Work instructions.
A – In the essay on the Western's ballad, which two characters survive the final shootout?
B – Please continue the essay on the Western's ballad and Lang's Die Nibelungen from where it stops.

Text segment.
§

The image accompanying the last line quoted is a close-up of Vern's brooding face, partly shadowed. Filling the screen and staring at the viewer, it is a visual reminder of the use of close-ups in silent cinema to convey emotional intensity. Today this looks quaint or excessive, but it is in keeping with the overly stylized nature of early film acting. Close-ups of Brunhild and Attila in Lang's Die Nibelungen carry a similar function.
The ballad's next appearance on the soundtrack identifies the fires burning in Vern as his "goal" of revenge. The song's final occurrence then summarizes the whole story: "and so ends the tale / of hate, murder, and revenge." The outlaws left dead at the final shootout now accompany the two survivors, Vern and Frenchy: they "rode beside them on the trail"-presumably as shadows or spirits-"for they died that day, / so the legends tell." This is an instance of the standard view of storytelling in Westerns: a story may be over, but the process of telling it will continue forever, and even stories of simple people will turn into legends or myths. Herein lies another analogy of the Western to ancient as well as mediaeval tales (cf. Winkler, "Classical Mythology" 527-32; "Mythologische Motive" 572-75; "Mythical and Cinematic Traditions" 105-07). Moreover, the reference to the invisible presence of the dead outlaws is analogous to the supernatural appearance of the spirits of slain warriors in epic. From this perspective, the film's German title provides a connection to the supernatural quality of Lang's story as well.

§

Excerpted records.

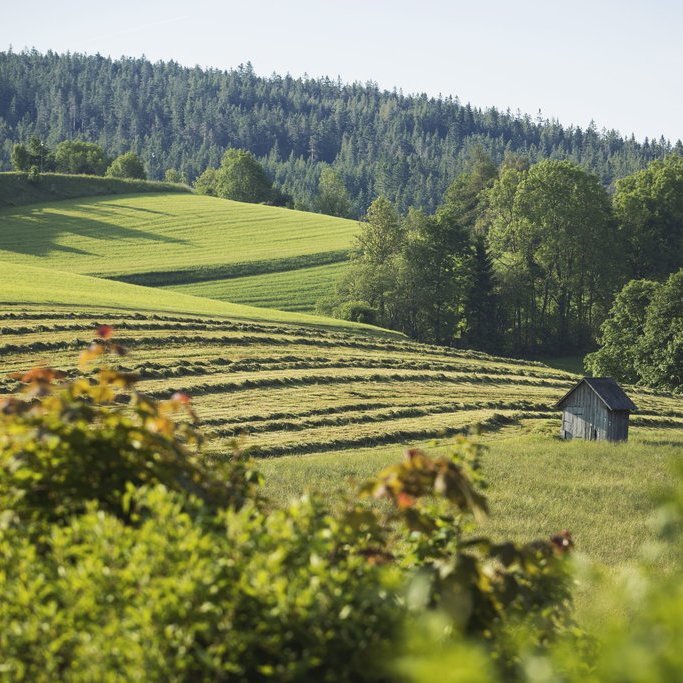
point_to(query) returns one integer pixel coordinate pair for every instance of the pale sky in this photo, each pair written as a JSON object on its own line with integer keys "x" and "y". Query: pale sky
{"x": 617, "y": 62}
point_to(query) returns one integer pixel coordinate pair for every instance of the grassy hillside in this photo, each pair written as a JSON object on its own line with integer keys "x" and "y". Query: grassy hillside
{"x": 27, "y": 285}
{"x": 327, "y": 406}
{"x": 17, "y": 190}
{"x": 291, "y": 290}
{"x": 203, "y": 245}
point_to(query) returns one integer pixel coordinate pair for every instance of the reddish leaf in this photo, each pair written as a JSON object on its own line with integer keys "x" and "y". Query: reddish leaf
{"x": 105, "y": 331}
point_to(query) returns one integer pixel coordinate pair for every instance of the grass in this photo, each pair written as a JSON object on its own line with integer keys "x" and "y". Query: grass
{"x": 569, "y": 363}
{"x": 16, "y": 190}
{"x": 292, "y": 290}
{"x": 605, "y": 494}
{"x": 198, "y": 245}
{"x": 137, "y": 234}
{"x": 332, "y": 406}
{"x": 29, "y": 285}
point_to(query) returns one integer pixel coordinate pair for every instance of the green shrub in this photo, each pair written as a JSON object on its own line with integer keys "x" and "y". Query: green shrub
{"x": 128, "y": 165}
{"x": 358, "y": 311}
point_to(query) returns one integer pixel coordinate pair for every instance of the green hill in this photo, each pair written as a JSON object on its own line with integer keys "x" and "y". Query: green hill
{"x": 335, "y": 405}
{"x": 16, "y": 189}
{"x": 29, "y": 285}
{"x": 180, "y": 239}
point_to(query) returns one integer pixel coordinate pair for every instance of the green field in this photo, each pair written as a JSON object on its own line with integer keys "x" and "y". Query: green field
{"x": 325, "y": 403}
{"x": 210, "y": 246}
{"x": 291, "y": 290}
{"x": 27, "y": 285}
{"x": 16, "y": 189}
{"x": 326, "y": 408}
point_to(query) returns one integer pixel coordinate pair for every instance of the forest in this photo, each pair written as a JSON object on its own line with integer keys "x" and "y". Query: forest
{"x": 408, "y": 148}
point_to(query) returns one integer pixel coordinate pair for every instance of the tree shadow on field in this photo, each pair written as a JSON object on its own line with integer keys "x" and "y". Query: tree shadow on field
{"x": 38, "y": 232}
{"x": 109, "y": 208}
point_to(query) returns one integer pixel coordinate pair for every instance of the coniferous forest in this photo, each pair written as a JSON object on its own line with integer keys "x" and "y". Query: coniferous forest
{"x": 408, "y": 148}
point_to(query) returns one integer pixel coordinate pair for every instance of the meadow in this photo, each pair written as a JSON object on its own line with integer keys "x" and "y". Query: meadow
{"x": 322, "y": 403}
{"x": 324, "y": 409}
{"x": 203, "y": 245}
{"x": 29, "y": 285}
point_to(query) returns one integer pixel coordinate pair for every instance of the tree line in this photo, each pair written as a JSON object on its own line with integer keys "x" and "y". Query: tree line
{"x": 76, "y": 157}
{"x": 518, "y": 258}
{"x": 408, "y": 148}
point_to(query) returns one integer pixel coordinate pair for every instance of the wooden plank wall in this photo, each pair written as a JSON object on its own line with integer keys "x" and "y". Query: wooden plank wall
{"x": 585, "y": 413}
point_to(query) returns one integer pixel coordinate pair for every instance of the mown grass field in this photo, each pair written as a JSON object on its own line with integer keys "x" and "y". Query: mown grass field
{"x": 207, "y": 246}
{"x": 327, "y": 408}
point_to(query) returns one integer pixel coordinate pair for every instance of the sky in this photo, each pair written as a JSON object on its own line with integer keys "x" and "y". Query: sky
{"x": 618, "y": 63}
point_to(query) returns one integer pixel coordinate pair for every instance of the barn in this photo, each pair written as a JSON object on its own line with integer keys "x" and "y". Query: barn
{"x": 596, "y": 409}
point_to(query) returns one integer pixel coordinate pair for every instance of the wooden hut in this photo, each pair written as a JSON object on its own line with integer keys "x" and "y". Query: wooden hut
{"x": 596, "y": 409}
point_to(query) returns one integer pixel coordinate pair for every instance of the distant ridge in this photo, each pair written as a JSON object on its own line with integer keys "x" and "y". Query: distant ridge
{"x": 16, "y": 189}
{"x": 407, "y": 147}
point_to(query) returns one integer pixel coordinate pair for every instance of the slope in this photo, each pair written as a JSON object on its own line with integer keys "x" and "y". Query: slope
{"x": 29, "y": 285}
{"x": 180, "y": 240}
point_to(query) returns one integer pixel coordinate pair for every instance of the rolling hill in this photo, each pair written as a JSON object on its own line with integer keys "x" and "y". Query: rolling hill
{"x": 29, "y": 285}
{"x": 201, "y": 244}
{"x": 323, "y": 406}
{"x": 323, "y": 401}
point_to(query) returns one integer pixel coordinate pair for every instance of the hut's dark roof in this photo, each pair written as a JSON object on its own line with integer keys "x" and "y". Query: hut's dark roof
{"x": 611, "y": 394}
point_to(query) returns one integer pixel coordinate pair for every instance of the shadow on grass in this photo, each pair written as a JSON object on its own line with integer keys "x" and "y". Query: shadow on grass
{"x": 37, "y": 232}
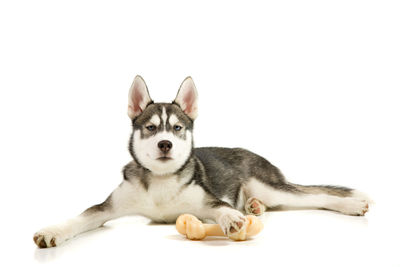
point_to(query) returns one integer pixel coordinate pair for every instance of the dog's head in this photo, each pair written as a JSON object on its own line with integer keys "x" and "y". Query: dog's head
{"x": 162, "y": 139}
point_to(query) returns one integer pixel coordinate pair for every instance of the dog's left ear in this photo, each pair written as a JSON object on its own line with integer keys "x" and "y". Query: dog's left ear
{"x": 139, "y": 97}
{"x": 187, "y": 98}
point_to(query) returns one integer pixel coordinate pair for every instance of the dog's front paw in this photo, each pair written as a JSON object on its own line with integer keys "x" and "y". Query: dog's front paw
{"x": 353, "y": 206}
{"x": 231, "y": 221}
{"x": 49, "y": 237}
{"x": 254, "y": 207}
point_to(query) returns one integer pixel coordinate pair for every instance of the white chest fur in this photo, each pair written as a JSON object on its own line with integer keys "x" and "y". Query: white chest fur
{"x": 164, "y": 200}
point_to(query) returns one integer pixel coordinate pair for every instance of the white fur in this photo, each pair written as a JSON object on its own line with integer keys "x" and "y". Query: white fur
{"x": 163, "y": 201}
{"x": 164, "y": 116}
{"x": 227, "y": 218}
{"x": 147, "y": 151}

§

Written answers.
A – Vern and Frenchy.

B –
Lang reveals the mythical nature of his story and of its chief characters throughout the film not only verbally but also visually. In several scenes the rocks and mesas of the Southwest are painted backdrops, an aspect of the film immediately obvious, perhaps even irritating, to experienced cinema-goers. But contemptuous dismissal of this as a glaring fault misses the point. We may in fact think back to the artificial forest through which Siegfried rides in Part 1 of Die Nibelungen before he stays the dragon. In both cases the evident artifice heightens the legendary nature of the story and elevates it beyond the level of realism. Lang himself pointed to this when he said, "I remember how Thea von Harbou [his scriptwriter and, at the time, his wife] and myself tried [... ] to find a forest that seemed to fit the intended stylisation of the Nibelungen. We could not find a 'heroic' forest [... ] and after discussions with my working crew [... I we decided to build the forest" (Eisner 378; on the stylistic function of the artificial forest in Die Nibelungen, see Kreimeier 105, with a quotation from one of Lang's set designers). Lang would have used the American Redwood forests for Die Nibelungen if he had known of them at that time (Eisner 378)-a telling instance of the affinity of the American West to mediaeval European myth. According to Lang, the only natural location in Die Nibelungen are the sand dunes down which the Huns gallop to announce to King Etzel Kriemhild's arrival in Part 2 (Eisner 378). This scene looks strongly like a Western. In Rancho Notorious, Lang turned the restrictions that the studio was imposing on him into a virtue: "We had a very limited budget and decided to make everything in the studio" (Bogdanovich, "Fritz Lang" 211). A few location shots do, however, occur. The artifice is especially obvious when we see, from Vern's point of view, Altar Keane's ranch for the first time: an abrupt change of scenery from the natural outdoors to studio rocks and a painted backdrop of the ranch in the far distance, with small red clouds in the sky. All of the ranch's exteriors are a set, as even the echo of voices and sounds reveals: "The courtyard of the ranch house [ ...] was built in the studio" (212, emph. in original). It should come as no surprise to viewers who are alert to the legendary aspects of the story to hear Frenchy say to Vern, the newcomer: "Don't be surprised at anything around here."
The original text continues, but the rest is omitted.